● **Task brief**
Return the passage of the text about helping after a parked car was struck, copying it word for word between "I'm a programmer" and "tumble than I am.", inclusive.

● **Text section**
I'm a programmer and all around nice guy, I hold doors for folks. I'll walk
out of my way to go open the door for you if your hands are full everytime.
And just last night a drunk driver ran into a parked car outside, it wasn't
one of mine but I went out and took photos of everything for whoevers car it
was (including of the perps license plate that fell on the ground). I gave a
statement to the police about it today. I always take time out of my day to
help a random person. The poor girl whose car it was hugged and hugged me, she
said "people don't do that". I just shrugged. I grew up working on a farm,
fairly Earth-salty midwest guy. I'm not a self proclaimed tough guy, I'm
actually pretty soft but probably hard by today's standards. My brother is far
more rough and tumble than I am.

● **Supplied information**
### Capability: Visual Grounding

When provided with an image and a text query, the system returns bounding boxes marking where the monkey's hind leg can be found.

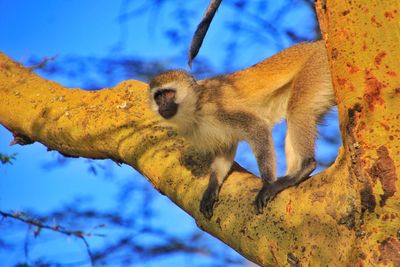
[200,145,237,219]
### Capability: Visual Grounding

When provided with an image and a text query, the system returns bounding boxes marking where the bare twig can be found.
[0,211,97,266]
[188,0,222,67]
[30,56,57,70]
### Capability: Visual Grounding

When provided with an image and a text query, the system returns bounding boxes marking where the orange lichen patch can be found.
[364,70,385,111]
[375,52,386,65]
[385,9,397,20]
[371,15,382,28]
[379,122,390,131]
[379,237,400,266]
[346,63,360,74]
[386,70,397,77]
[369,146,397,207]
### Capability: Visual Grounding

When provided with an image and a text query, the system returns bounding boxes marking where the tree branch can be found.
[0,50,356,265]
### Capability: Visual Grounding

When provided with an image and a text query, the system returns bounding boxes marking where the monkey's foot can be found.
[255,182,282,214]
[200,188,218,219]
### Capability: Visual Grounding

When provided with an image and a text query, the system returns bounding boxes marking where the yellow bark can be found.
[317,0,400,266]
[0,0,400,266]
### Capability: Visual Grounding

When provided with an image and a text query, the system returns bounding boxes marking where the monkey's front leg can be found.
[200,145,236,219]
[248,127,279,214]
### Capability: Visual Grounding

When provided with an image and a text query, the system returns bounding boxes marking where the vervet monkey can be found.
[150,41,335,218]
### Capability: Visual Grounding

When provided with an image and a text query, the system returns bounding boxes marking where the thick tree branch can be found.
[0,50,355,265]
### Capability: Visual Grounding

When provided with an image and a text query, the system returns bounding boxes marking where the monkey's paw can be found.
[200,190,218,219]
[255,183,279,214]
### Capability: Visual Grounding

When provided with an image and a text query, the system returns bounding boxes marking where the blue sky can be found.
[0,0,338,266]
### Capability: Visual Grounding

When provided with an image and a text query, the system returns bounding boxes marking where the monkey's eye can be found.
[154,89,175,105]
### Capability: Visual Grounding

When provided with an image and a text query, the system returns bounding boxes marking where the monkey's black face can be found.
[154,89,178,119]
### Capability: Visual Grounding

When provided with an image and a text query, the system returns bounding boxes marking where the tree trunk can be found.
[0,0,400,266]
[317,0,400,266]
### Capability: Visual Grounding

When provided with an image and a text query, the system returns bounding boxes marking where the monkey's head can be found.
[150,70,197,123]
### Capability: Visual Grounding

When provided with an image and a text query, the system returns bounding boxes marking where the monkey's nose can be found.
[158,102,178,119]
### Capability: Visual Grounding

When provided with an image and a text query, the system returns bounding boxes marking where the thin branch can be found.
[188,0,222,67]
[0,211,97,266]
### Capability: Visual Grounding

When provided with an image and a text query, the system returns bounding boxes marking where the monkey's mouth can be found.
[158,102,178,119]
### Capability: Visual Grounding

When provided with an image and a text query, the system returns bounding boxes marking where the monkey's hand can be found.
[255,181,283,214]
[200,187,218,219]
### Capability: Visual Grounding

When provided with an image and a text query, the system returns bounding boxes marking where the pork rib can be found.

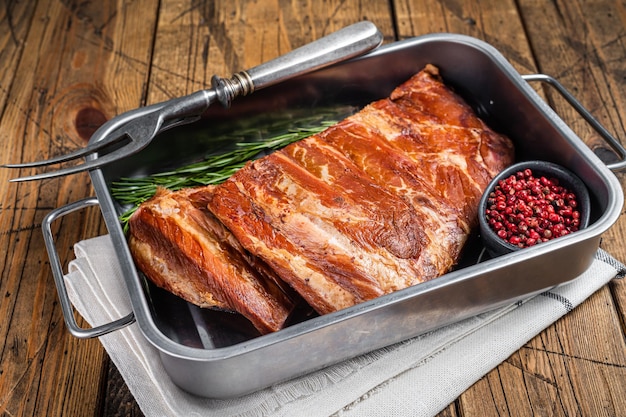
[129,186,294,333]
[208,65,513,314]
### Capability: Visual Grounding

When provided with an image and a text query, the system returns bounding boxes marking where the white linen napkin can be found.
[65,235,626,417]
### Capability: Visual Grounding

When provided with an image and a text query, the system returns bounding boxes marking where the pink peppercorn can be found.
[484,168,580,247]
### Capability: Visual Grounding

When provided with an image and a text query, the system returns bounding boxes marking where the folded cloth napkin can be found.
[65,236,626,417]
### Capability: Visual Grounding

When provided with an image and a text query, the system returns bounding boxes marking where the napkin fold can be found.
[65,235,626,417]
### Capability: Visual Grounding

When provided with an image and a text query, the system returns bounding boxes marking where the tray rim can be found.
[90,33,624,361]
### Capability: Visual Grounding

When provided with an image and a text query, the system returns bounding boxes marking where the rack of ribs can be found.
[131,65,514,331]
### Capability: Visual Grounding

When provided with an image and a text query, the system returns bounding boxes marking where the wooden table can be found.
[0,0,626,417]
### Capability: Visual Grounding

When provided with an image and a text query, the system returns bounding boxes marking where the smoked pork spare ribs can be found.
[129,65,514,333]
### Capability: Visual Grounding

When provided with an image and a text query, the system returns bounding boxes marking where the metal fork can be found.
[2,21,382,182]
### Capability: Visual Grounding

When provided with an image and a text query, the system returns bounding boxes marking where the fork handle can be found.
[211,21,383,107]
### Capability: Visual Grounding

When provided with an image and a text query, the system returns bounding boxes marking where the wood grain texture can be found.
[0,0,156,416]
[0,0,626,417]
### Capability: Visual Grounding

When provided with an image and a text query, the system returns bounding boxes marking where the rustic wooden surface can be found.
[0,0,626,417]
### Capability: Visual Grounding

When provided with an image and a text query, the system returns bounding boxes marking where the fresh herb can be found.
[110,120,336,231]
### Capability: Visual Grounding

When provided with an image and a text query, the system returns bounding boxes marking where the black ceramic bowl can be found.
[478,161,591,257]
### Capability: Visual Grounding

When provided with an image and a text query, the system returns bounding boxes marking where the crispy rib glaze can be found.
[208,65,513,314]
[129,186,294,333]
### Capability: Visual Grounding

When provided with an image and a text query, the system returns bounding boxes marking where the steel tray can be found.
[42,34,624,398]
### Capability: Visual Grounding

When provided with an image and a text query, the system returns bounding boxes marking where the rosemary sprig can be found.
[110,121,336,231]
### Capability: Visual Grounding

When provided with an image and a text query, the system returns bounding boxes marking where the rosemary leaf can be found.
[110,121,336,232]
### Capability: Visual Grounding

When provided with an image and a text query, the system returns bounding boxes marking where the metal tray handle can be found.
[41,197,135,339]
[522,74,626,171]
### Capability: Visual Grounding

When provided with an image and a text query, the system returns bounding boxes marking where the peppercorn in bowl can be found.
[478,161,590,256]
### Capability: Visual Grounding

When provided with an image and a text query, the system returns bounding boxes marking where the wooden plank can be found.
[148,0,393,102]
[395,1,625,416]
[0,0,156,416]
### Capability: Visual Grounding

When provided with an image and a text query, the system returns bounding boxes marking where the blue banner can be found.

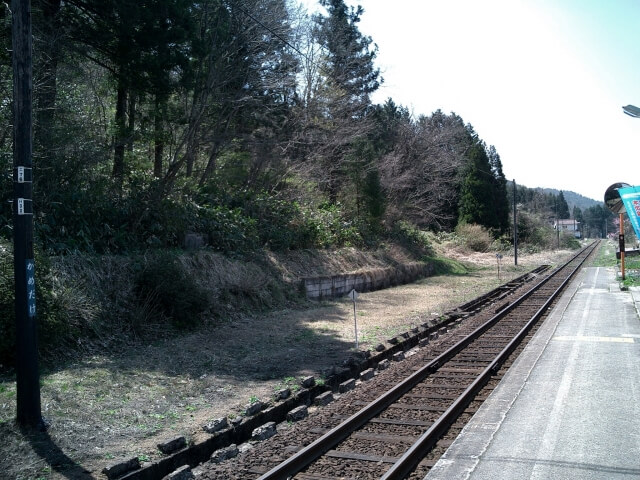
[618,186,640,240]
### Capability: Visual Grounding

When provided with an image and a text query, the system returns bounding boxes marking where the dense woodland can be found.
[0,0,568,254]
[0,0,610,365]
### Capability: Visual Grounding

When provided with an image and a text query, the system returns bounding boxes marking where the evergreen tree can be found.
[556,190,569,218]
[316,0,381,106]
[487,145,509,233]
[458,142,500,229]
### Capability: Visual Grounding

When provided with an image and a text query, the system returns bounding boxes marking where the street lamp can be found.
[622,105,640,118]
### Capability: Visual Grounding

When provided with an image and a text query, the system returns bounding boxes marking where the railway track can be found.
[199,243,596,480]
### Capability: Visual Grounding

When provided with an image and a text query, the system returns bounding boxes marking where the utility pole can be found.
[11,0,44,428]
[513,178,518,265]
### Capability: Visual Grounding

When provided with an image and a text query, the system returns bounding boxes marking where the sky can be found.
[302,0,640,201]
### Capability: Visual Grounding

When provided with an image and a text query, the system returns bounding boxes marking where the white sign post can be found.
[349,289,358,350]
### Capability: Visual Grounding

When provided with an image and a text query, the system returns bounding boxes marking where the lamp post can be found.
[622,105,640,118]
[619,105,640,280]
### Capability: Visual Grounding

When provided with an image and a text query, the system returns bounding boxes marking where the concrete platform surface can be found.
[425,267,640,480]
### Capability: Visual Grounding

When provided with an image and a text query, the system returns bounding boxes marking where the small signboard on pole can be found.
[349,289,358,350]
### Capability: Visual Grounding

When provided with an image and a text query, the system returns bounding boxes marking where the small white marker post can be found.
[349,289,358,350]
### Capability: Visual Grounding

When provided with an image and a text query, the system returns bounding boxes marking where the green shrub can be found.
[391,221,433,256]
[456,223,493,252]
[135,252,210,329]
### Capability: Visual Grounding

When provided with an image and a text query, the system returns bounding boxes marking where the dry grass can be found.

● **Response box**
I'm a programmer and all around nice guy, I hold doors for folks. I'll walk
out of my way to go open the door for you if your hands are full everytime.
And just last night a drunk driver ran into a parked car outside, it wasn't
one of mine but I went out and took photos of everything for whoevers car it
was (including of the perps license plate that fell on the ground). I gave a
statement to the police about it today. I always take time out of my day to
help a random person. The poor girl whose car it was hugged and hugged me, she
said "people don't do that". I just shrugged. I grew up working on a farm,
fairly Earth-salty midwest guy. I'm not a self proclaimed tough guy, I'm
actually pretty soft but probably hard by today's standards. My brother is far
more rough and tumble than I am.